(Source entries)

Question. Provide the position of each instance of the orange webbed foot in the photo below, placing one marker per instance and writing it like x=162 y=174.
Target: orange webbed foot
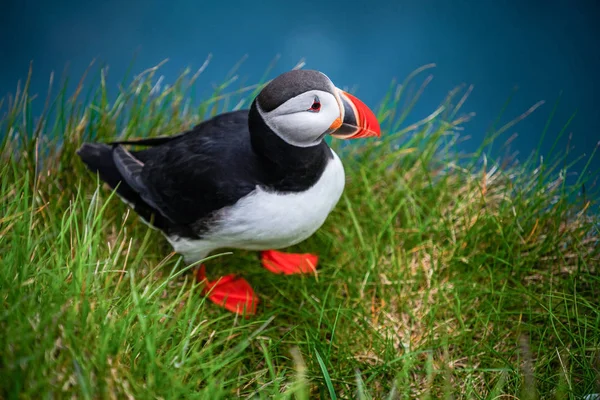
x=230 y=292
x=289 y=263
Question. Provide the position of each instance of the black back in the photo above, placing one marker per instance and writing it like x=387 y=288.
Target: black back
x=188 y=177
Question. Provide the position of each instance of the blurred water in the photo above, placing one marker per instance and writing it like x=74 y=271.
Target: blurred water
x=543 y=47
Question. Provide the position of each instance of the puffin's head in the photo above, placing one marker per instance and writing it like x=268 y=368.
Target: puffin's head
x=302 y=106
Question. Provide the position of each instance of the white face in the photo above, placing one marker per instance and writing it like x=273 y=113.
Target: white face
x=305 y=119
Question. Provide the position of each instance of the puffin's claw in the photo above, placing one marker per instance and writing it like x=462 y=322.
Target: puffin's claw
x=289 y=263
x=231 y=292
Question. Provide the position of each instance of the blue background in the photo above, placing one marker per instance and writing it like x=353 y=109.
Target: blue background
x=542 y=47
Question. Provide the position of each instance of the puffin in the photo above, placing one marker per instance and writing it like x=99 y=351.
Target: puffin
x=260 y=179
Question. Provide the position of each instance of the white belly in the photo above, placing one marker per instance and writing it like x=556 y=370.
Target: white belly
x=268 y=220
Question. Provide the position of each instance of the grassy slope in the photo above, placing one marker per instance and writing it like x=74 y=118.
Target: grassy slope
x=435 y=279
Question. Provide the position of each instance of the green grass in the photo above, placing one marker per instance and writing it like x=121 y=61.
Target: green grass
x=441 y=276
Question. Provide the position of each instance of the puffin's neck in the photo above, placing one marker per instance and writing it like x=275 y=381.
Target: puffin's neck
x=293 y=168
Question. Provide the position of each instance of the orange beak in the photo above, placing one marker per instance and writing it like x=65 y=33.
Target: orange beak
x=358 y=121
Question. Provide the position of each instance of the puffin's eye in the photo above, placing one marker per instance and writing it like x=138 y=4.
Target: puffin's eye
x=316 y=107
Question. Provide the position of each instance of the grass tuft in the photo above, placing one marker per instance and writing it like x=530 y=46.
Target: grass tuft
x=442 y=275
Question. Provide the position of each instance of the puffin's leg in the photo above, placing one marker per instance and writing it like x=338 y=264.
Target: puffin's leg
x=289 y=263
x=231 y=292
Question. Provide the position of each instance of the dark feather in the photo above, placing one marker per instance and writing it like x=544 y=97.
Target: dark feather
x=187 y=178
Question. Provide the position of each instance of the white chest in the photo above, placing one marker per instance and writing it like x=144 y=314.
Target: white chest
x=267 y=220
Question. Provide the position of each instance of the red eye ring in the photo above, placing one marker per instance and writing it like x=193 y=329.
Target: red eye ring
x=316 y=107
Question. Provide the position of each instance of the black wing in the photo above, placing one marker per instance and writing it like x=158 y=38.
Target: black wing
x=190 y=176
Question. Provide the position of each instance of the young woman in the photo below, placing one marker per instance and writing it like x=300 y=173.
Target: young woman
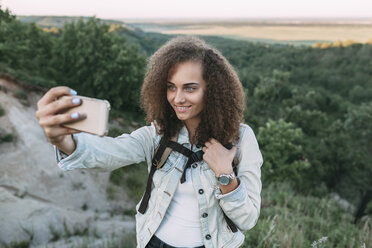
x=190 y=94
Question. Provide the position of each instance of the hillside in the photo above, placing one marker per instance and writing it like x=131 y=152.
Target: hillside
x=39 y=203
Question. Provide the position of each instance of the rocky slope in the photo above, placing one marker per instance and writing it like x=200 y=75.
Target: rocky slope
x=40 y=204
--
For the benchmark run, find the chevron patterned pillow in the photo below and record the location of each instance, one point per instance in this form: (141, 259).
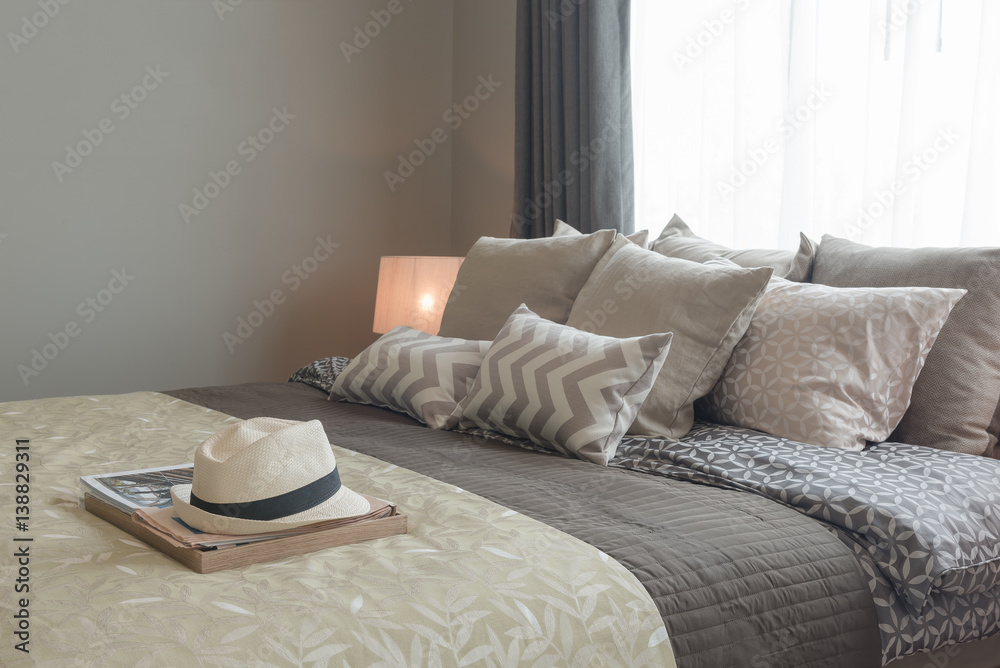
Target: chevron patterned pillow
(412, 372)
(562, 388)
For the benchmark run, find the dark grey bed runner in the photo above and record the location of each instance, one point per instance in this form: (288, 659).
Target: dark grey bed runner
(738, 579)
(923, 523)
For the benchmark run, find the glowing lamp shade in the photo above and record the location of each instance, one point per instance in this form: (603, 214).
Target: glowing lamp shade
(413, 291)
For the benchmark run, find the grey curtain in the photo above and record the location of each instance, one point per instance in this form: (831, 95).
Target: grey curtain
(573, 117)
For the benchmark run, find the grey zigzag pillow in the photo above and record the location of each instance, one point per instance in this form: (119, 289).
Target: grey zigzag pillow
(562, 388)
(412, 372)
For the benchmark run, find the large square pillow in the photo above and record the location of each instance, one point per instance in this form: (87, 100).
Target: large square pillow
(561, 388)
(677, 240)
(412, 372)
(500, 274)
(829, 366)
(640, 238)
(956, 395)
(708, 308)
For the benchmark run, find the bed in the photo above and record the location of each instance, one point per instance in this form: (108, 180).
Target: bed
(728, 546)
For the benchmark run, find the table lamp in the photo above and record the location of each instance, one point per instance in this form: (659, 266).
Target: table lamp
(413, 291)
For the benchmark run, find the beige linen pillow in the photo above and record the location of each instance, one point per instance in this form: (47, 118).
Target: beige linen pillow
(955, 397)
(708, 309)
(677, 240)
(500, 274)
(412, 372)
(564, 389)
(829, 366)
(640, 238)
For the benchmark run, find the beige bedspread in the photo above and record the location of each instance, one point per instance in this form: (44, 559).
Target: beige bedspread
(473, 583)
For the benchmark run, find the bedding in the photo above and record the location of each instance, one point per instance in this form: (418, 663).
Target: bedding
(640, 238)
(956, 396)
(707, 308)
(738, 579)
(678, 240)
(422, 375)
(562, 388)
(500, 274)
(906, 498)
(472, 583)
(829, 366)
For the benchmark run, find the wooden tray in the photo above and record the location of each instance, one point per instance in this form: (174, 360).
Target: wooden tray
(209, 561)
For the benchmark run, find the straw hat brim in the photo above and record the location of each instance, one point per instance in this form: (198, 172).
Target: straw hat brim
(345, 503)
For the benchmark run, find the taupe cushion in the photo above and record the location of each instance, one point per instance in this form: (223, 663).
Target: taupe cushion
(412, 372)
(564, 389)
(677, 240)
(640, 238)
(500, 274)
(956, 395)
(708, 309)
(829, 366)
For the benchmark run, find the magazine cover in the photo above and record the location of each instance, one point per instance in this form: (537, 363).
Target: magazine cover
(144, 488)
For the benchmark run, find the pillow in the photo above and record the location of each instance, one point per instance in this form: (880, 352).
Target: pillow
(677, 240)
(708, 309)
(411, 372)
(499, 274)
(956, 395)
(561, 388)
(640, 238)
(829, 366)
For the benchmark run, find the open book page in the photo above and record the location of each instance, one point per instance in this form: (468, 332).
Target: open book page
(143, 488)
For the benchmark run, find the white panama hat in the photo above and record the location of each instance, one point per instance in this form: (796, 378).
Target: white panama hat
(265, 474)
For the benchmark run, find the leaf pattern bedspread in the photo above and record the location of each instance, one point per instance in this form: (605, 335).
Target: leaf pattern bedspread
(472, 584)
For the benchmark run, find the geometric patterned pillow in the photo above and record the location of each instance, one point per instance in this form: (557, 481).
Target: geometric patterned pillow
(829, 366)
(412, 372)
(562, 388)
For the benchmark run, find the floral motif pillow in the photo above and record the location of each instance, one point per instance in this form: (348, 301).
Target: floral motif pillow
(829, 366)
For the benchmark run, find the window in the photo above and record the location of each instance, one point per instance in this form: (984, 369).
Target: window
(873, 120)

INSTRUCTIONS FOR THE TASK -> Count the lines of the entries above that contain the string "linen", treating case as significant. Give only the number.

WRITTEN REPLY -> 2